* [TÂCHE A]: Pouvez-vous recopier à l'identique les lignes de données, depuis celle qui contient « like point(19, 343). » jusqu'à la dernière de ces lignes, les deux incluses ?

* [EXTRAIT DU DOCUMENT]:
—————

Les syndicats ne suffisent plus à régler les conditions d'emploi

Les Boillats à l'Université de Genève

Source : Le Courrier
Date : mercredi 1er juin 2006
Auteur : Michel Schwery
Copyright : Le Courrier
Un cours spécial de sociologie basé sur la lutte à Reconvillier conclut à la nécessité de renforcer les contre-pouvoirs dans les entreprises.

L'Université de Genève a ouvert, durant quelques heures, une chaire de métallurgie. A l'initiative d'un étudiant provenant du Jura bernois, le département de sociologie a en effet invité, lundi, quelques employés de l'entreprise Swissmetal de Reconvillier pour suivre – et animer– un cours et une table ronde sur la recomposition industrielle en Suisse. Conduite par le professeur adjoint Jean-Michel Bonvin, cette formule a permis une riche discussion intégrant les apports des ouvriers, des étudiants et des invités.

En introduction, le sociologue a décortiqué le concept de «responsabilité sociale» des entreprises. Il en a déterminé le contenu. Et a surtout démontré comment l'évolution de la logique productive et l'obligation de rentabilité limitent l'engagement citoyen des entreprises. Sans surprise, le professeur a conclu que ce concept est «très décevant».


Ingrate flexibilité


En effet, selon M. Bonvin, le paradigme économique s'est radicalement modifié. Auparavant, les entreprises produisaient pour augmenter l'offre de biens, lesquels trouvaient ensuite des acheteurs. Aujourd'hui, au contraire, la production est conditionnée par la demande. Les marchandises sont fabriquées «à flux tendu» afin de «coller» à l'état du marché du moment. D'où la nécessité d'adapter constamment l'entreprise en jouant de la flexibilité du nombre d'employés, de la durée du temps de travail et des salaires ainsi qu'en renforçant la polyvalence.

—————

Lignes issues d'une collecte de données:
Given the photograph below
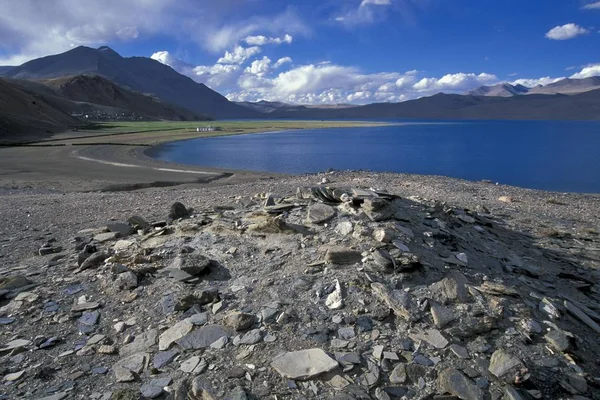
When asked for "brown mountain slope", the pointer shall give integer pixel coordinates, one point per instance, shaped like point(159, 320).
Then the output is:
point(98, 90)
point(26, 114)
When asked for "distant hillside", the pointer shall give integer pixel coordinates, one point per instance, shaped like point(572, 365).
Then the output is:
point(138, 74)
point(501, 90)
point(26, 114)
point(583, 106)
point(98, 90)
point(564, 86)
point(267, 107)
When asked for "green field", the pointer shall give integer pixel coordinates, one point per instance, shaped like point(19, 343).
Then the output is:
point(148, 133)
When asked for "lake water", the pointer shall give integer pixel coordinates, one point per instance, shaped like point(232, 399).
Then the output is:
point(549, 155)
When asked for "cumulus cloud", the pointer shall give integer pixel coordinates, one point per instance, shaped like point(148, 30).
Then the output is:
point(281, 61)
point(565, 32)
point(455, 82)
point(31, 28)
point(592, 6)
point(239, 55)
point(587, 72)
point(261, 40)
point(365, 3)
point(34, 28)
point(533, 82)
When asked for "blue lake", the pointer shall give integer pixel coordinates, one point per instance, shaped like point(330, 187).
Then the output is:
point(549, 155)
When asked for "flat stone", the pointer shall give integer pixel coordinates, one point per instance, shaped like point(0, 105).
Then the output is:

—————

* [TÂCHE B]:
Répondez à ces questions sur l'extrait :
(i) Quel département de l'Université de Genève a invité des employés de Swissmetal ?
(ii) Quel jugement le professeur porte-t-il sur le concept de « responsabilité sociale » ?
(iii) Selon M. Bonvin, par quoi la production est-elle aujourd'hui conditionnée ?

* [RÉPONSE A]:
When asked for "green field", the pointer shall give integer pixel coordinates, one point per instance, shaped like point(19, 343).
Then the output is:
point(148, 133)
When asked for "lake water", the pointer shall give integer pixel coordinates, one point per instance, shaped like point(232, 399).
Then the output is:
point(549, 155)
When asked for "cumulus cloud", the pointer shall give integer pixel coordinates, one point per instance, shaped like point(148, 30).
Then the output is:
point(281, 61)
point(565, 32)
point(455, 82)
point(31, 28)
point(592, 6)
point(239, 55)
point(587, 72)
point(261, 40)
point(365, 3)
point(34, 28)
point(533, 82)
When asked for "blue lake", the pointer shall give integer pixel coordinates, one point per instance, shaped like point(330, 187).
Then the output is:
point(549, 155)
When asked for "flat stone", the pointer shall give integer pixel coordinates, one point per instance, shaped like point(0, 105).
Then the output is:

* [RÉPONSE B]:
(i) Le département de sociologie.
(ii) Il le juge « très décevant ».
(iii) Par la demande.